> _Written instruction 1_
Recast each line of the rows that come after the waitlist text as one string in a JSON list, skipping blank lines. Leave the picture out of the list.

> _Document extract_
Last week I taught a week-long summer school course on practical issues in designing and analyzing field experiments at NOVAFRICA. One of the issues that came up and that had several questions about how and when to use this was using a waitlist as part of your experimental design. This is something I had recommended in a 2015 blog post, but I thought it revisiting and discussing some of the additional questions that came up.
The basic idea: randomize to three groups - treatment, control, and waitlist
The recommendation: randomize individuals into a treatment group, a control group, and a, typically much smaller, waitlist group. For example, in a large scale vocational training program in Turkey, training providers were asked to select a list of potential trainees that was at least 2.2 times capacity, and then if the course had capacity for 50 trainees and 120 were deemed eligible, we would assign 50 to treatment, 50 to control, and 20 to waitlist.
Why do this? This is designed for programs with the following characteristics:
· You have a scarce resource (number of training slots, number of grants that can be given out, number of seats at some event) where demand exceeds supply, and where you want to try to ensure every slot is used. For example, training providers are often paid per person actually trained, so if you assign them 50 trainees and only 35 show up, they will be demanding you give them some more names they can call to fill the empty slots. Or a government grant agency will want to disburse all the money it has available, but those selected may have to go through due diligence processes, attend various events, and submit a lot of paperwork to actually receive the money, with not all selected getting the money. For example, in work with matching grants, we give examples of a program in which only 51 of 165 approved firms actually took up the grants, and another where only 80 of 150 firms selected took up the grants.
· As a result of the above, there is the possibility of units from the control group being offered the treatment as a replacement for those who do not take it up in the treatment group.
· The program is decentralized, or run by another agency, or other circumstances arise in which the research does not have complete and timely control over replacements. If you are running a program completely yourself, or have extremely good technical expertise in the implementing partner, you could consider just re-randomizing units from the control group one at a time to the treatment group as needed. But often there is a need to quickly find additional people to fill the missing slots (e.g. on the night before training, a provider may find themselves with 10 slots they need to fill before the following morning, and then will call to find whoever is available). I have also found myself on a long plane flight, only to land and find they needed an additional few people to be treated and so they choose some of the control themselves to treat while I was in the air.

> _Record list_
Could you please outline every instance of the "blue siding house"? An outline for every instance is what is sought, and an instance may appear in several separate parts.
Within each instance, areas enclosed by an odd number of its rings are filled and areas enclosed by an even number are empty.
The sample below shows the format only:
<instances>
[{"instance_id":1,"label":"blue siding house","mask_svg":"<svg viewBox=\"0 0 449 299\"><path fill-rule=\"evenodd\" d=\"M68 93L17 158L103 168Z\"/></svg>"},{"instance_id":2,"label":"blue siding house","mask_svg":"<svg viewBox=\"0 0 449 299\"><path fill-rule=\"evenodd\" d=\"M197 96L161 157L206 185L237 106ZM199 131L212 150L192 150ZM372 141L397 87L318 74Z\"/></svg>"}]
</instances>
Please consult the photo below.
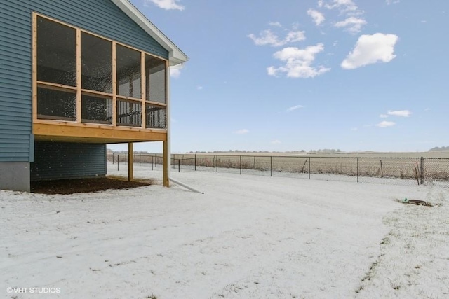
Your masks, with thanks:
<instances>
[{"instance_id":1,"label":"blue siding house","mask_svg":"<svg viewBox=\"0 0 449 299\"><path fill-rule=\"evenodd\" d=\"M187 60L128 0L0 1L0 189L106 174L106 144L163 141Z\"/></svg>"}]
</instances>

> _Written instruction 2_
In the waitlist design post, how many of the 165 approved firms in the matching grant program actually took up the grants?

> _Answer 1_
[
  "Could you please outline every instance of the \"blue siding house\"? An outline for every instance is what is sought, and an instance may appear in several separate parts.",
  "Within each instance, areas enclosed by an odd number of its rings are filled and areas enclosed by an even number are empty.",
  "The sample below shows the format only:",
  "<instances>",
  "[{\"instance_id\":1,\"label\":\"blue siding house\",\"mask_svg\":\"<svg viewBox=\\\"0 0 449 299\\\"><path fill-rule=\\\"evenodd\\\" d=\\\"M68 93L17 158L103 168Z\\\"/></svg>\"},{\"instance_id\":2,\"label\":\"blue siding house\",\"mask_svg\":\"<svg viewBox=\\\"0 0 449 299\\\"><path fill-rule=\\\"evenodd\\\" d=\\\"M197 96L161 157L206 185L237 106ZM199 131L212 150L192 150ZM372 141L397 87L318 74Z\\\"/></svg>\"}]",
  "</instances>",
  "Please consult the photo below.",
  "Your masks, with thanks:",
  "<instances>",
  "[{\"instance_id\":1,\"label\":\"blue siding house\",\"mask_svg\":\"<svg viewBox=\\\"0 0 449 299\\\"><path fill-rule=\\\"evenodd\\\" d=\\\"M187 60L128 0L0 1L0 189L106 174L106 144L163 141Z\\\"/></svg>\"}]",
  "</instances>"
]

> _Answer 2_
51 of the 165 approved firms took up the grants.